§ **Input data**
■ ■ ■ ■

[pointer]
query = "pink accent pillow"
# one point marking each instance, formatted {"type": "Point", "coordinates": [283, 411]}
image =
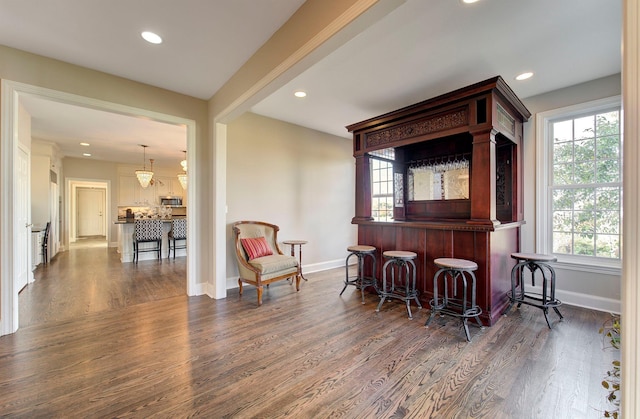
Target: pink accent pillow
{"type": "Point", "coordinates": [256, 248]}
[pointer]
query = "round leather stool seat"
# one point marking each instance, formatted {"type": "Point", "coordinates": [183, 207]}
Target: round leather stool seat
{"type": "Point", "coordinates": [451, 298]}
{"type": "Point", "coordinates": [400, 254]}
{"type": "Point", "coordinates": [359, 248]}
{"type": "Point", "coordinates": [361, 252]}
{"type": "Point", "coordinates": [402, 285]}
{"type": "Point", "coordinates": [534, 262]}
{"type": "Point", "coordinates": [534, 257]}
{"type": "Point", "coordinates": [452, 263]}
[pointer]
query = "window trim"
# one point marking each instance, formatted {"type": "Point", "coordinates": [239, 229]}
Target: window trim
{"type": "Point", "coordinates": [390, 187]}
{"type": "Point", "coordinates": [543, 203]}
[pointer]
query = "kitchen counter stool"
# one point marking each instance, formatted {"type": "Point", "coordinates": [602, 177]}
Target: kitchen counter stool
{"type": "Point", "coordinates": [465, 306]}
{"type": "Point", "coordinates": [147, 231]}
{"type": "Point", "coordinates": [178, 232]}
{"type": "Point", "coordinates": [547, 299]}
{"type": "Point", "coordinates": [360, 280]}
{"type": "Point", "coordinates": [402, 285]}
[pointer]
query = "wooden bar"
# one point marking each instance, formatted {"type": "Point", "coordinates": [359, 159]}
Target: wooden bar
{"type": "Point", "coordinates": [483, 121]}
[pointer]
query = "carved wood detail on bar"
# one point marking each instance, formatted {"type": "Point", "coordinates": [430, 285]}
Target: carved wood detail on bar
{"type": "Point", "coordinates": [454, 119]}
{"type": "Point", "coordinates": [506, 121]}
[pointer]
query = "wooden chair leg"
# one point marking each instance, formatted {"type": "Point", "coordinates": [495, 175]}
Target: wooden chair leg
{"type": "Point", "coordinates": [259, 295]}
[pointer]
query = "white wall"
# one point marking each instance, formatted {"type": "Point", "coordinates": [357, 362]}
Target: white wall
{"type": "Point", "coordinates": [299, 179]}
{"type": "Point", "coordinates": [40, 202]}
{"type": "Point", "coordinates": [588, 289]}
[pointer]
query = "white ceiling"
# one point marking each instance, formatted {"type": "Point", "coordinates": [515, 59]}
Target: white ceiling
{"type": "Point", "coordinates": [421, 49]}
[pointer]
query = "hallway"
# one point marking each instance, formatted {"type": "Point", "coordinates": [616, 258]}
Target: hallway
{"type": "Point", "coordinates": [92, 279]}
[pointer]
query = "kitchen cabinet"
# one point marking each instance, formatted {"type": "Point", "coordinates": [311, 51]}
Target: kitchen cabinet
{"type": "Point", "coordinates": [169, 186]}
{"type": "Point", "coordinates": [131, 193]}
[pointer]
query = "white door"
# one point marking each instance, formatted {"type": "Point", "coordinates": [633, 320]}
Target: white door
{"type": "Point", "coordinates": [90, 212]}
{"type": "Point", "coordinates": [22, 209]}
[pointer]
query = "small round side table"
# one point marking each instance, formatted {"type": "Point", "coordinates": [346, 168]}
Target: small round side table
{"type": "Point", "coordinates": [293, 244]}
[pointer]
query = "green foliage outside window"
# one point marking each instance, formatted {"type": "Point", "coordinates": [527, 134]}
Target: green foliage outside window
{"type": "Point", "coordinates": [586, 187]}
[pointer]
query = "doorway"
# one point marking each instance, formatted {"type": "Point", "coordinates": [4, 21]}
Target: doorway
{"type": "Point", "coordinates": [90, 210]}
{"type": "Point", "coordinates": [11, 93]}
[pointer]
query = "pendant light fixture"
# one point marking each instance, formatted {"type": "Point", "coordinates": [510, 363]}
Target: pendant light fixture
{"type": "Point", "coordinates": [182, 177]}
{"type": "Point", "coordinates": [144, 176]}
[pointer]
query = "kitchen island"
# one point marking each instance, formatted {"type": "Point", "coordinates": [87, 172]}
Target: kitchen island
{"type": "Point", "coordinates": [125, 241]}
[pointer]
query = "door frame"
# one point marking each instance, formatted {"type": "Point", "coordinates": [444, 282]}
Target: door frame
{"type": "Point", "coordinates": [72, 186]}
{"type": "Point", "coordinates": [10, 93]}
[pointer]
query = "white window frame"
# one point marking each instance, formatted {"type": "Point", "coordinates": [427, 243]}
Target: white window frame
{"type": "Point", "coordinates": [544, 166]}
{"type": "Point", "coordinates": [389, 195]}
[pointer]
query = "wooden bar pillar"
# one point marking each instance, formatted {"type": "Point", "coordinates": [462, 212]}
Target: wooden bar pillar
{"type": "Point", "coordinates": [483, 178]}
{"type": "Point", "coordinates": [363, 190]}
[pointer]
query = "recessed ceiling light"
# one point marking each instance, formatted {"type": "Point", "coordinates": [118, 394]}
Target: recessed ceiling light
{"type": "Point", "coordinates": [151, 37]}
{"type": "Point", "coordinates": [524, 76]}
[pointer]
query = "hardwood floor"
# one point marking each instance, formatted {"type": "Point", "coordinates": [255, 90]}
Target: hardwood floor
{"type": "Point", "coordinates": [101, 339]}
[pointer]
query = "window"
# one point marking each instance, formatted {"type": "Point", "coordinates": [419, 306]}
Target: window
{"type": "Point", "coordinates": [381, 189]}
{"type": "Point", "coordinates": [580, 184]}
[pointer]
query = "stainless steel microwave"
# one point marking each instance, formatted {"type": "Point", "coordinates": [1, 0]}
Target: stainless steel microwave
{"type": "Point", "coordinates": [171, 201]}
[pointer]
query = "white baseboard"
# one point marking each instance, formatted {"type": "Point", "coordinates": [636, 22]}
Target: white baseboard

■ ■ ■ ■

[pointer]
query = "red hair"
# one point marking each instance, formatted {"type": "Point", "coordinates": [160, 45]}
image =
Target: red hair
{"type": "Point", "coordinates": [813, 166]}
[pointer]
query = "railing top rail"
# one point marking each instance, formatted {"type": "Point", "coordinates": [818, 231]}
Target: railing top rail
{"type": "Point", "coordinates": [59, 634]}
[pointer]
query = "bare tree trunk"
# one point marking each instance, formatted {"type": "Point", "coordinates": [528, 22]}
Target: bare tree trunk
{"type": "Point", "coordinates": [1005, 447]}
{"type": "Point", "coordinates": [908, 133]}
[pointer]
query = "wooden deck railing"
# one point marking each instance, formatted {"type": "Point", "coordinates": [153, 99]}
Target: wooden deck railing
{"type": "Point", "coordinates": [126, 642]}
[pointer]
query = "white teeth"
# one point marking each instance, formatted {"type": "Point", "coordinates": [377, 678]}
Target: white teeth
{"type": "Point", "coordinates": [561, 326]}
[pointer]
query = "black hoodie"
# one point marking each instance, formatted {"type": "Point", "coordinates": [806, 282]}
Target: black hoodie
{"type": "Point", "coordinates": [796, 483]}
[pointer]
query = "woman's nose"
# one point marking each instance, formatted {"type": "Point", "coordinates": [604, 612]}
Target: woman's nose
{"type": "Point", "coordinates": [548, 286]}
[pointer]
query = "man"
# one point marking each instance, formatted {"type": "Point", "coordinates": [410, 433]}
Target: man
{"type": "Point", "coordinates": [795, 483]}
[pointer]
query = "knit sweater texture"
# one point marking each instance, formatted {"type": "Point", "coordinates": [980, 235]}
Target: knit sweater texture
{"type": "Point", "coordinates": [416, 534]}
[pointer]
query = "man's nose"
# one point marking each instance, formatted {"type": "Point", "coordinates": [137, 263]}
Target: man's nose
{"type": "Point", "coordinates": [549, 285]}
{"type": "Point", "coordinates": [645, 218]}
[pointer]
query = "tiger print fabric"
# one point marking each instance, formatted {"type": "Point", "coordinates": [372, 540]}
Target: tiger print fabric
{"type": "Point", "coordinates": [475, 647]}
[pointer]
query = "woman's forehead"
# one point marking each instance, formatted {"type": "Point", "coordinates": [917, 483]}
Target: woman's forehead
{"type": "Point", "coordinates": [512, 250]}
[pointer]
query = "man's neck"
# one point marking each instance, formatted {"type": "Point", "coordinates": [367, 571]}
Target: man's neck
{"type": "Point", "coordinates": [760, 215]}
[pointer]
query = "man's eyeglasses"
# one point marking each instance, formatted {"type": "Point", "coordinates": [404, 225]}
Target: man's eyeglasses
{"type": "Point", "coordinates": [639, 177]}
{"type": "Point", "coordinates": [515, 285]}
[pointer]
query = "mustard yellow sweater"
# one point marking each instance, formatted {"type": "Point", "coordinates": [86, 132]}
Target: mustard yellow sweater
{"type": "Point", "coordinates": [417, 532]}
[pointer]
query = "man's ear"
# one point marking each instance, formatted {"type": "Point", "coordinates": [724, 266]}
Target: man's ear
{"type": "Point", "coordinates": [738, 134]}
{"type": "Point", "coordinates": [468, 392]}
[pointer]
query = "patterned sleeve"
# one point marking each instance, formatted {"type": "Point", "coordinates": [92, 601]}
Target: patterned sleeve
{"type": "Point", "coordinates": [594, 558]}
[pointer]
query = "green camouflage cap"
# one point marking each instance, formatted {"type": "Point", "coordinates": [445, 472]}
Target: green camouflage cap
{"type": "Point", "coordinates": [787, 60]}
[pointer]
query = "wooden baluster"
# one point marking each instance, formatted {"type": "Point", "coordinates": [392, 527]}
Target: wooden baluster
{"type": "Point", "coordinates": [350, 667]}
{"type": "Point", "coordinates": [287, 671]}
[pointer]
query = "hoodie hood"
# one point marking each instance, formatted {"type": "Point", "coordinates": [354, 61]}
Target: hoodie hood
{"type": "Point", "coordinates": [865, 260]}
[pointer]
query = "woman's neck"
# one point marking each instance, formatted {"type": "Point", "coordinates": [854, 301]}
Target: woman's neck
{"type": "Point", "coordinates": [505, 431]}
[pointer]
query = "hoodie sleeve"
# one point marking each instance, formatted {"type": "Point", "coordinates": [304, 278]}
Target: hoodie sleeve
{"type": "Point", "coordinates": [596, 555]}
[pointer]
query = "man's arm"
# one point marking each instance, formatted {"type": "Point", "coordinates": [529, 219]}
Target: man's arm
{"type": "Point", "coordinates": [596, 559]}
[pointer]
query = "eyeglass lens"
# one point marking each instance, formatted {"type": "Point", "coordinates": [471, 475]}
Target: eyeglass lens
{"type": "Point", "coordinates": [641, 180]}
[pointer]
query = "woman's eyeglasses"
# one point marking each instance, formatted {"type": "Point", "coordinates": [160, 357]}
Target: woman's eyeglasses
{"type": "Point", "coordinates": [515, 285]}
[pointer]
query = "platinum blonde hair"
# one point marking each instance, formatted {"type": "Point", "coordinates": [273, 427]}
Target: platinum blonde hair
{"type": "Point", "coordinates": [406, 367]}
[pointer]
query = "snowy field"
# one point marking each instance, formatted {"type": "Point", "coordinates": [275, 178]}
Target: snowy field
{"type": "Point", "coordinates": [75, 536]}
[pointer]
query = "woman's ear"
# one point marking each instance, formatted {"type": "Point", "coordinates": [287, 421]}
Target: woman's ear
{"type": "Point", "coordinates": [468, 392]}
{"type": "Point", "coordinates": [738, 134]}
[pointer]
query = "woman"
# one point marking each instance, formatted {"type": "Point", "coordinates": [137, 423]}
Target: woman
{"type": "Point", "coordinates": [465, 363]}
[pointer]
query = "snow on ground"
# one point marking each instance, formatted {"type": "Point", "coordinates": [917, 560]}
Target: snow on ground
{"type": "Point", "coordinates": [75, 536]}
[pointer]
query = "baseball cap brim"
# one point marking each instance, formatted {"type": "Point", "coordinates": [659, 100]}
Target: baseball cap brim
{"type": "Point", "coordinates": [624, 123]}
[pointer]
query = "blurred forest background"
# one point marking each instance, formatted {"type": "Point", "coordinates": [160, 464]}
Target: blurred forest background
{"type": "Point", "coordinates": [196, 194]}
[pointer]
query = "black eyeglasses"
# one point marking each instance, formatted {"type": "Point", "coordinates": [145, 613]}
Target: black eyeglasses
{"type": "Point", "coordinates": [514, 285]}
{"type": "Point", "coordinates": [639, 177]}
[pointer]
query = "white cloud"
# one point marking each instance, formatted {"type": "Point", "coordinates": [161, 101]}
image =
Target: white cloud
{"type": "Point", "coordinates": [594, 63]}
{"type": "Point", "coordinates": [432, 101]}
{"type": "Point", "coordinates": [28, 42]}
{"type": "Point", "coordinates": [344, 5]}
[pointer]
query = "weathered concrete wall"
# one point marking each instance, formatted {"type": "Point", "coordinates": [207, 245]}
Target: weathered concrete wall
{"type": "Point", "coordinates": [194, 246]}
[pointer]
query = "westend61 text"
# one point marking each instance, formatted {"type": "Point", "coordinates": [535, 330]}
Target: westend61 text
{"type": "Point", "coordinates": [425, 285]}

■ ■ ■ ■

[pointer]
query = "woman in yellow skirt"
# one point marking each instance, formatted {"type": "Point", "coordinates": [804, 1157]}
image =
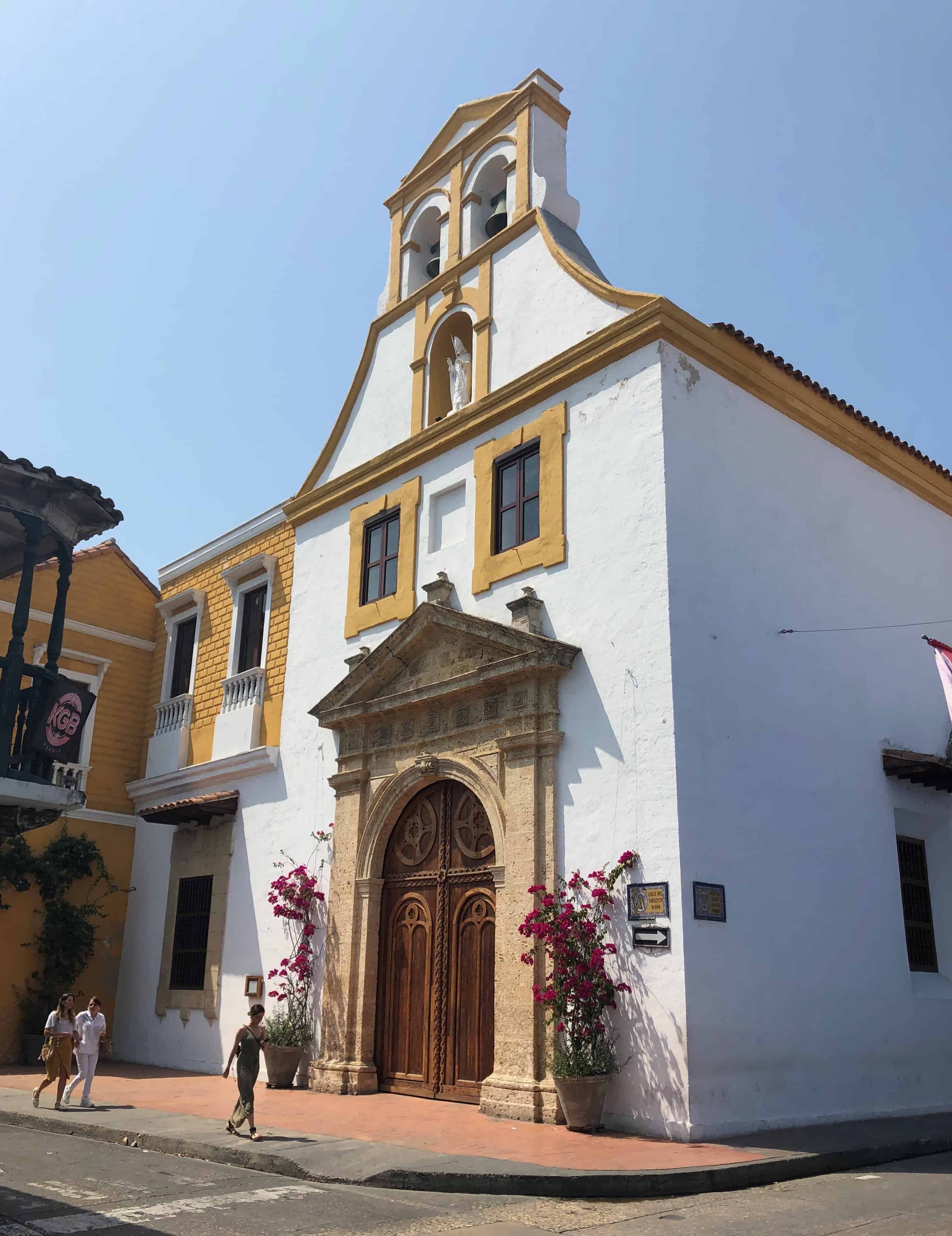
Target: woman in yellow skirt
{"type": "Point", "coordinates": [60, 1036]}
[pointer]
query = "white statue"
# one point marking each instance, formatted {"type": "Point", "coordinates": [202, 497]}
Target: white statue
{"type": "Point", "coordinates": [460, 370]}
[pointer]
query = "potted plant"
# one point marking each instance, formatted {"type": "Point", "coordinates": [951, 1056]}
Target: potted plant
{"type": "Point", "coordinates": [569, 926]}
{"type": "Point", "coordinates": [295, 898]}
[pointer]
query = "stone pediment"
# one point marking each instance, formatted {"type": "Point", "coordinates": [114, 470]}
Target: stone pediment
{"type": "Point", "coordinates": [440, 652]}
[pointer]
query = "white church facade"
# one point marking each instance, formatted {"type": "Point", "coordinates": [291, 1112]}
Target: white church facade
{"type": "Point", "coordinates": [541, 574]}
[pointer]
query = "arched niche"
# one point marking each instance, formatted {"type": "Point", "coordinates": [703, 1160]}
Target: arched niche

■ ■ ■ ■

Find every line in the entries above that contains the string "wall" and copy each one. Matching is case-sensitive.

§ **Result**
query = "white wall"
Target: white wall
query = "weathered concrete wall"
Target: weathered concrete wall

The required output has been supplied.